_PROVIDED TEXT:_
==================================================
Preet Bharara:              So he himself invinced an interest, a good faith interest, in making sure that things that could conceivably be in his mind classified, were redacted from the document or not disclosed at all. And as you pointed out, the thing that’s in question and people go back and forth and I think they’re not fully honest about it when they’re attacking Jim Comey on television and there’s plenty of things to criticize him for, when they say there was classified information in one of the memos. At the time that Jim Comey created the document, there was one memo in which he recounts a conversation with the President, and with the President incidental to the conversation they were having, talks about the importance of calling back leaders of countries quickly and there was a mention of several countries. And I think after Jim Comey left, he made the original determination that was not classified, as is his right, and then after Jim Comey was fired and they went back and looked, the F.B.I. which is its right, made the determination that some of those words and ultimately it was only one word-

Anne Milgram:             Right, one name of one country.
==================================================
_MATERIAL PROVIDED:_
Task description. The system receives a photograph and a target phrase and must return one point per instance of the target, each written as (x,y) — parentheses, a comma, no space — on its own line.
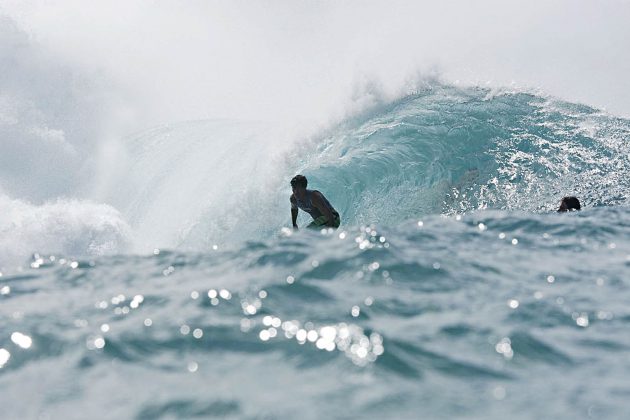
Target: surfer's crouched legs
(320,222)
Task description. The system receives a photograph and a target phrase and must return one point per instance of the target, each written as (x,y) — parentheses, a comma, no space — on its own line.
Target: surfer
(314,203)
(569,204)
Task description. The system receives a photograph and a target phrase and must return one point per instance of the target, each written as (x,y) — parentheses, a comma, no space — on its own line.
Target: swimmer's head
(569,204)
(299,181)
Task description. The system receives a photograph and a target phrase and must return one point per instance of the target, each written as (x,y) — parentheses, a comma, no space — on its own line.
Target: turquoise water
(452,289)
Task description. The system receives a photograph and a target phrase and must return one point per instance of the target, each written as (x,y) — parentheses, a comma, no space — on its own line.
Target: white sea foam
(70,227)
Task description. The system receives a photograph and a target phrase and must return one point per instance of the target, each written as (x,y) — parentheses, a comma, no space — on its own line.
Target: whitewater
(149,270)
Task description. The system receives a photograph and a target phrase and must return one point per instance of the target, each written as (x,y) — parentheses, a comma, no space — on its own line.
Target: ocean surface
(451,290)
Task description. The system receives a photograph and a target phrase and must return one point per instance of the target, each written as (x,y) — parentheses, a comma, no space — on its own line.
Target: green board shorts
(320,222)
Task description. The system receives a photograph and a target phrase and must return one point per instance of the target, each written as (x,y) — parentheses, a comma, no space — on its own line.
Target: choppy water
(452,289)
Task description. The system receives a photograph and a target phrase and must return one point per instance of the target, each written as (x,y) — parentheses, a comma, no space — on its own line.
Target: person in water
(569,204)
(314,203)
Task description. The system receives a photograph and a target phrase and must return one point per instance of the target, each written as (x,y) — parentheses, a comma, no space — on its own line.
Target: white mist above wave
(69,227)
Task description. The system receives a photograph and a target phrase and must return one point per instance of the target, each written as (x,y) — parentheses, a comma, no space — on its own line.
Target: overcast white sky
(174,60)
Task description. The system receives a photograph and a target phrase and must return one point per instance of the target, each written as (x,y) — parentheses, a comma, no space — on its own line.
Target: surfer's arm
(294,211)
(319,204)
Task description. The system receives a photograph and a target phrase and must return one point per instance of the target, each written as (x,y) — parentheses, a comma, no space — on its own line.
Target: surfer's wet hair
(569,203)
(299,181)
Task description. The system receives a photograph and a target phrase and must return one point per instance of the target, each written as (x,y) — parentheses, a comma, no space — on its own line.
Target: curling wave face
(445,317)
(453,150)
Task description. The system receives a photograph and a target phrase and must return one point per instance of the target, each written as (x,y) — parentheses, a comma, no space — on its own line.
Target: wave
(441,150)
(452,150)
(444,149)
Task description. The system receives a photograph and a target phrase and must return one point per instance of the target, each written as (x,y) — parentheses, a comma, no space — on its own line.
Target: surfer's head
(569,204)
(298,184)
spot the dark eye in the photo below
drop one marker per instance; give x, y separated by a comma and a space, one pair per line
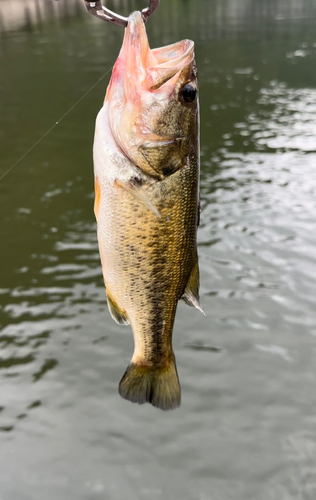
188, 92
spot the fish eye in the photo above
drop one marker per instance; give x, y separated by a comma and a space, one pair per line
188, 93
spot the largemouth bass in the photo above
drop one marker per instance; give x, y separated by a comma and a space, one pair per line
146, 164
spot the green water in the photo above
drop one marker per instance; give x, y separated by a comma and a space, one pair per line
246, 427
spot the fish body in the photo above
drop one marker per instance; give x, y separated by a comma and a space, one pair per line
146, 165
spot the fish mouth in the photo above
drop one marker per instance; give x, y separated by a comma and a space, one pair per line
143, 86
140, 68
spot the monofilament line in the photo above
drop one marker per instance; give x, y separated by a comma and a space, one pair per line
55, 125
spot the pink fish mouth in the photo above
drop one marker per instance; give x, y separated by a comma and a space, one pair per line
144, 83
139, 68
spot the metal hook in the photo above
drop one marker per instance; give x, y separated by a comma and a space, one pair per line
97, 10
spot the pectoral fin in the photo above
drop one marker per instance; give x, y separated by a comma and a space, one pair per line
139, 194
191, 292
117, 314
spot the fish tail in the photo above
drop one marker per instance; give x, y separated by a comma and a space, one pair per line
158, 385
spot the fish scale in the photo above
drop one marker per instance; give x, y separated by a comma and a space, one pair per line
146, 162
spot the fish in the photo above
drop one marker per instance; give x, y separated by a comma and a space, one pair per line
146, 170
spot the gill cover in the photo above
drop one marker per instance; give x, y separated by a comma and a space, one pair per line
150, 121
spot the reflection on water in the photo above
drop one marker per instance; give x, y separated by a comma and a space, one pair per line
245, 430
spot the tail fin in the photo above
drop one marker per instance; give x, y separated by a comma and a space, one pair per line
151, 384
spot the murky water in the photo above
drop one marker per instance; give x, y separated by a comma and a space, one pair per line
246, 427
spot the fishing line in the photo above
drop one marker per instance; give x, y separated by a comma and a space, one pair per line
55, 124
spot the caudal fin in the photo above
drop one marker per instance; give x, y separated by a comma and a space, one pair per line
151, 384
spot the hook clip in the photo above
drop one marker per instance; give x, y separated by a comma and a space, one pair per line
96, 9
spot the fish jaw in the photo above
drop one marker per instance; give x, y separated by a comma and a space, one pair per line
143, 84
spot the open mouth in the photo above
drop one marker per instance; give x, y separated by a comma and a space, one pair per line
140, 67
==================================================
_WHAT IS BEING ASKED:_ Resume the transcript about the Comey memo and classified information after its last line. The records have nothing to do with the transcript.

_REPLY TO THE TASK:_
Preet Bharara:              …one country was classified. To make the argument like some people have done on television to do and the President has done, to say that this is the leaking of classified information. At the same time by the way, that it appears the President himself tweeted out a picture of a launch site from Iran-

Anne Milgram:             Yes, we should talk about separately.

Preet Bharara:              And every expert says-

Anne Milgram:             Must be classified.

Preet Bharara:              Must be classified and does immense damage. This idea that he intentionally leaked classified information is just wrong in every respect.

Anne Milgram:             Yes, to go back just for one minute to the conversation you’re referencing between Trump and Comey, it actually related to Flynn and Flynn taking too long to call back a world leader. And so Trump then starts talking about, well, he gives examples of these three countries, two of which apparently I think he thinks you should call back quickly and one of which it appears that he thinks, who cares, you don’t have to call them back.

Preet Bharara:              Right, my guess is, the call back quickly, Russia.

Anne Milgram:             Yeah, yeah.

Preet Bharara:              And the who cares, it could be, I don’t know, it could be the U.K., it could also be the Netherlands.

Anne Milgram:             Exactly.

Preet Bharara:              Unless Greenland is involved.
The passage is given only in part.